Instructions to follow – Go through the material below and copy out each line that contains the word "blue".

Recorded information –
▼

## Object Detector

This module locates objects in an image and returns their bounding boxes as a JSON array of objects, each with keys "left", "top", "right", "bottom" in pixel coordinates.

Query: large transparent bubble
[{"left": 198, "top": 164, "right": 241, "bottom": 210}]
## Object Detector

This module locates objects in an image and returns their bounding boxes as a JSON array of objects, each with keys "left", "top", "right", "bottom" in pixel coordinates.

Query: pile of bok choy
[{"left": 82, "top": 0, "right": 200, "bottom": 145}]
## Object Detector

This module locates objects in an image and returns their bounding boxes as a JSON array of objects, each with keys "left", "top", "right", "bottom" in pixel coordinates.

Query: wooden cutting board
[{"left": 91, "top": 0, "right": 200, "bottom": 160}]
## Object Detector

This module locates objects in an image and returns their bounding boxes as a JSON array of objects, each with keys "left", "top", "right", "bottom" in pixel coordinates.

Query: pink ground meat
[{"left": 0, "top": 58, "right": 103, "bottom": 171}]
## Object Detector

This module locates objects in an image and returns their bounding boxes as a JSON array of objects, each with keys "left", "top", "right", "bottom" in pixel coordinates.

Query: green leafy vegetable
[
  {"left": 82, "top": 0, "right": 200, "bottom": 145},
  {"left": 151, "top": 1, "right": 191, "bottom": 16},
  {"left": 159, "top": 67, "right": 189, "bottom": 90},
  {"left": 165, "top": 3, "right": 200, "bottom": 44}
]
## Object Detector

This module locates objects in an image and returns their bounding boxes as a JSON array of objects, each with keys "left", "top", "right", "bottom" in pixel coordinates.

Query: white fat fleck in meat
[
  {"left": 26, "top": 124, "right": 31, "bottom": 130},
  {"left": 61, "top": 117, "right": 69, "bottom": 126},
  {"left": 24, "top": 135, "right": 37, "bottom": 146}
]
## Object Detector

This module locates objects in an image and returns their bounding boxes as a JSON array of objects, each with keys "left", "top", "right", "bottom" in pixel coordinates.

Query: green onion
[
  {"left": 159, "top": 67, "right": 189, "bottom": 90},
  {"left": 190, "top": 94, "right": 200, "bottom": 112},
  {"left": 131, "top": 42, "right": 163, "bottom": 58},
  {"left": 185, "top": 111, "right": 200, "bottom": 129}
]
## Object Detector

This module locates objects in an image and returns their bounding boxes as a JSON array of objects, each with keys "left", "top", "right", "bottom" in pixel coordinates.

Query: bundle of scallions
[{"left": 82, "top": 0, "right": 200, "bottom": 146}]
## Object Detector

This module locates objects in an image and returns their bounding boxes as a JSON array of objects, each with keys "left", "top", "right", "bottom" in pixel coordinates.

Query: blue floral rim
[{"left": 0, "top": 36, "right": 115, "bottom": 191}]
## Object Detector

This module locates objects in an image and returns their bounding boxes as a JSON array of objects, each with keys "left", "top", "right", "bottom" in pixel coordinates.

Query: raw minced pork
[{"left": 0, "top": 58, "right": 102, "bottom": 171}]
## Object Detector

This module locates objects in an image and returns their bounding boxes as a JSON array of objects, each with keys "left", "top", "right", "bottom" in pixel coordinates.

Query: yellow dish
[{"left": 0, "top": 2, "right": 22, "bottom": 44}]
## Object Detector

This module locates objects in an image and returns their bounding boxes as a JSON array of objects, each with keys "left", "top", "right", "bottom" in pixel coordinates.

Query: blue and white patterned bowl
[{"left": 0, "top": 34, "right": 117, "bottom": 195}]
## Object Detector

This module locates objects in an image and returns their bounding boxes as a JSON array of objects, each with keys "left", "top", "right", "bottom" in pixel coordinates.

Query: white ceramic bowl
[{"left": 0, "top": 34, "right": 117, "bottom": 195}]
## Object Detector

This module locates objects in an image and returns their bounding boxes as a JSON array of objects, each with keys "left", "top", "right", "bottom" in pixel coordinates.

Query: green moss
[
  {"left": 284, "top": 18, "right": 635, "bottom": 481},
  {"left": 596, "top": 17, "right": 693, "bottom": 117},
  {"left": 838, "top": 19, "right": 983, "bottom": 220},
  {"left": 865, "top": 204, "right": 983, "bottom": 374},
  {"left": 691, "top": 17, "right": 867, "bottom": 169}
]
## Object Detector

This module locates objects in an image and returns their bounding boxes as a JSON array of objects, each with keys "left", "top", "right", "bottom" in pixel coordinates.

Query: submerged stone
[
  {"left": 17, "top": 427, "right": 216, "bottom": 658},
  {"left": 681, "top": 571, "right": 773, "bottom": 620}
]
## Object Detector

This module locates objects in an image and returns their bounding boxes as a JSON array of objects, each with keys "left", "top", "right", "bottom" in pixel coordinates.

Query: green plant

▲

Answer to this task –
Query: blue floral rim
Query: blue and white patterned bowl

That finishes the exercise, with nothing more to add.